Requirements. Copy out every line in the material below that contains the word "stump".

begin Materials provided

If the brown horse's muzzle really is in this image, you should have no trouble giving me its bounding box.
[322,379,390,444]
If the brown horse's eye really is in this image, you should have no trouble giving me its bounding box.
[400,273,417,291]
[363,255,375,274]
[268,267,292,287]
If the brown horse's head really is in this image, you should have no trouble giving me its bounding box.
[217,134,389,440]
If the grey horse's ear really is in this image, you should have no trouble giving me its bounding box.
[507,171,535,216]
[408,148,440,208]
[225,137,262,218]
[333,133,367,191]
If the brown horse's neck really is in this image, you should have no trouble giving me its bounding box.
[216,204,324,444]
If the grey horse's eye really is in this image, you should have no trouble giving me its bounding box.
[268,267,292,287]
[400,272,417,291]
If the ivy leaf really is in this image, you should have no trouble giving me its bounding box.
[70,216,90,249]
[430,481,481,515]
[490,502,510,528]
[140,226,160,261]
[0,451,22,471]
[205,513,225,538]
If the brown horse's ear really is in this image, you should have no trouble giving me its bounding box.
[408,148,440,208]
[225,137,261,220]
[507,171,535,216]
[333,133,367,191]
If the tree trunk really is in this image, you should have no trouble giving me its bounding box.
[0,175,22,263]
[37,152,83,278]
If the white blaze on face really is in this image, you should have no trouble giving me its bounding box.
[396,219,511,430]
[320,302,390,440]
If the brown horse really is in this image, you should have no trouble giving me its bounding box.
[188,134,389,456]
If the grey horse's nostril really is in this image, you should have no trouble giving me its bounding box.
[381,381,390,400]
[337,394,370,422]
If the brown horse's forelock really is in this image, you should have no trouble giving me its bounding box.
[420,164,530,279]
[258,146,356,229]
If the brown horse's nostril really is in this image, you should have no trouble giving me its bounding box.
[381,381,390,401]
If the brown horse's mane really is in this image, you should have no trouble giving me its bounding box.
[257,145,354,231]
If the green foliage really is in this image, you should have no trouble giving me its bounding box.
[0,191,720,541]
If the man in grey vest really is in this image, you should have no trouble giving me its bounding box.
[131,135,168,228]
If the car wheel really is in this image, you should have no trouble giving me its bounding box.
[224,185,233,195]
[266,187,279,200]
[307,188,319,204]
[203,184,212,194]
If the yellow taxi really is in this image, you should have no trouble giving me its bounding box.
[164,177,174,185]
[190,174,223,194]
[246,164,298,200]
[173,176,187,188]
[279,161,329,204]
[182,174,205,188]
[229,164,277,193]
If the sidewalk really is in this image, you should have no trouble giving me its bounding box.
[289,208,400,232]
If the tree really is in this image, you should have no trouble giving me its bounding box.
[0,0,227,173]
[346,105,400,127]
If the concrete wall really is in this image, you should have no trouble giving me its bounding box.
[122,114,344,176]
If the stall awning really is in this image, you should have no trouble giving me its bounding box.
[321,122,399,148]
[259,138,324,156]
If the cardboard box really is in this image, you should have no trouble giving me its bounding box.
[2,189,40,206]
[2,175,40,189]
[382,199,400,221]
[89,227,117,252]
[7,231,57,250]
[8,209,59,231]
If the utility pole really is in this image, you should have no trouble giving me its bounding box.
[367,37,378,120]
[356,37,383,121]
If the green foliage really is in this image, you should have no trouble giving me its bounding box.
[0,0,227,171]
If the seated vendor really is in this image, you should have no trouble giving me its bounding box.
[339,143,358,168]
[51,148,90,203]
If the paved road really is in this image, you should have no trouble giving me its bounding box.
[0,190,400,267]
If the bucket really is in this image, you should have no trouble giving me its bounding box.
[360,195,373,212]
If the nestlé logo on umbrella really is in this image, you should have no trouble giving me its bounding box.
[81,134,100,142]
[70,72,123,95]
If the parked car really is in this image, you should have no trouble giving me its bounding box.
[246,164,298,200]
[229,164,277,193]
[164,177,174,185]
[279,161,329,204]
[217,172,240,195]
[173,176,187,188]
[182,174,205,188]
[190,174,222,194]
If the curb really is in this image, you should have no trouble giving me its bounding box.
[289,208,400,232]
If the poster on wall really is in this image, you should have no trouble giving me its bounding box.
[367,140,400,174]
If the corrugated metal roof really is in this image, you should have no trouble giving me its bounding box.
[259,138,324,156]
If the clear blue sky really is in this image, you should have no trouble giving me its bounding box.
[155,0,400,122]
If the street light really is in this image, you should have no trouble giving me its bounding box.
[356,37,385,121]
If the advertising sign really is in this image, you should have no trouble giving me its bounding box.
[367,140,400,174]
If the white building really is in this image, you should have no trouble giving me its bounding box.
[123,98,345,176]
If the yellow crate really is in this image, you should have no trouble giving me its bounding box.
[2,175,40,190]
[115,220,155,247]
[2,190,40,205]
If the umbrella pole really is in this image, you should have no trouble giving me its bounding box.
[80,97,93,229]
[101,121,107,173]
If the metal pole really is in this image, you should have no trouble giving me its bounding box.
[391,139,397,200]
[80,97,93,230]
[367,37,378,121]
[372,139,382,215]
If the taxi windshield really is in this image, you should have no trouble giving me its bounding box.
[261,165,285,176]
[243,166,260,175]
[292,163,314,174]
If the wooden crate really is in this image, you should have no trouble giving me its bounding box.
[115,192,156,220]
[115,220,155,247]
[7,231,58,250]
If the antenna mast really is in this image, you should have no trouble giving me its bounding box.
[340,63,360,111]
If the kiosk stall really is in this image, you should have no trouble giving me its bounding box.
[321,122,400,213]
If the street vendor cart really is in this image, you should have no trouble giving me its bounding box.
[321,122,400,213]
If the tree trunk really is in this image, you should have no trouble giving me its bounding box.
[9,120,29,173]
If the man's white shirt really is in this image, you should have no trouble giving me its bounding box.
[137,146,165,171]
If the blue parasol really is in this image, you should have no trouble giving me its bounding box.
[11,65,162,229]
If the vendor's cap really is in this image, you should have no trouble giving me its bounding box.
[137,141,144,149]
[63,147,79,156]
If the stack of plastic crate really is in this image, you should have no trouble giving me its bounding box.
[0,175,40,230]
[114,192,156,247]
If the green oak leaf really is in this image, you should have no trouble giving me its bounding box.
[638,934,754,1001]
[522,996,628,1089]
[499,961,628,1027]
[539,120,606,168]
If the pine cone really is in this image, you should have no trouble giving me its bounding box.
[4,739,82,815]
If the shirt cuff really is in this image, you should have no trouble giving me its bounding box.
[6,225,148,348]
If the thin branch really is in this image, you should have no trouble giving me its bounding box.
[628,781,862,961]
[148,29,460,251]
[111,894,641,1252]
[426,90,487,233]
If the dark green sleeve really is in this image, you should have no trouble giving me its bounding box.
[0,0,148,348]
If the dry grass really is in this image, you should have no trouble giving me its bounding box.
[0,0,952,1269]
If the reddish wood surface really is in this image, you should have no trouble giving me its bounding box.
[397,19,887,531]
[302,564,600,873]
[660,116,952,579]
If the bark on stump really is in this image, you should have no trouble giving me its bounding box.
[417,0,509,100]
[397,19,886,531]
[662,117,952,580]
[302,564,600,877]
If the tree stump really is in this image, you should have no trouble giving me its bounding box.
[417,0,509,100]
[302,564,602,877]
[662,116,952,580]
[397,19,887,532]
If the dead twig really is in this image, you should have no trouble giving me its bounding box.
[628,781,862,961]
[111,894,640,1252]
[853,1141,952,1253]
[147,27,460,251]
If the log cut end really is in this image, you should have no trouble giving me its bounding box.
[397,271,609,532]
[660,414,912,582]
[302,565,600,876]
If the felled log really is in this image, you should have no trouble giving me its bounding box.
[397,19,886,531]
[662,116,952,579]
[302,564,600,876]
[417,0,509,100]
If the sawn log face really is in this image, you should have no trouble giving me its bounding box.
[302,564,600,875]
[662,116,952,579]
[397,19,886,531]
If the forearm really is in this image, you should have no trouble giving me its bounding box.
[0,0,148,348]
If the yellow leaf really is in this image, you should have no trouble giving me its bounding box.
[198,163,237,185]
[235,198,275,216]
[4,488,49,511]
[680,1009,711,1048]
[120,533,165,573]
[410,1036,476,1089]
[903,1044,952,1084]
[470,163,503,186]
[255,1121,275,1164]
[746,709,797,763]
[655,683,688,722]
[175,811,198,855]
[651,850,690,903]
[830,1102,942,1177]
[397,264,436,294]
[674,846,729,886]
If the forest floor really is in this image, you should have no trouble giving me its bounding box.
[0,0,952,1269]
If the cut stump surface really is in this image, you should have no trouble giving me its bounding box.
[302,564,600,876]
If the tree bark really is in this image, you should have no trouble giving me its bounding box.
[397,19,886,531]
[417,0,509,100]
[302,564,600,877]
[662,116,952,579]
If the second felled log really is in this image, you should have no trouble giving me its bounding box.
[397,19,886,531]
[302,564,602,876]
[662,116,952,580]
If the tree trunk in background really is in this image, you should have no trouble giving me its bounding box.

end Materials provided

Exercise solution.
If the bark on stump really is in this image, you should have no trouble giving me its bounding box.
If the tree stump really is in this image, you should have no trouble giving me its bounding box.
If the cut stump surface really is in this image, you should have no trouble giving me its bounding box.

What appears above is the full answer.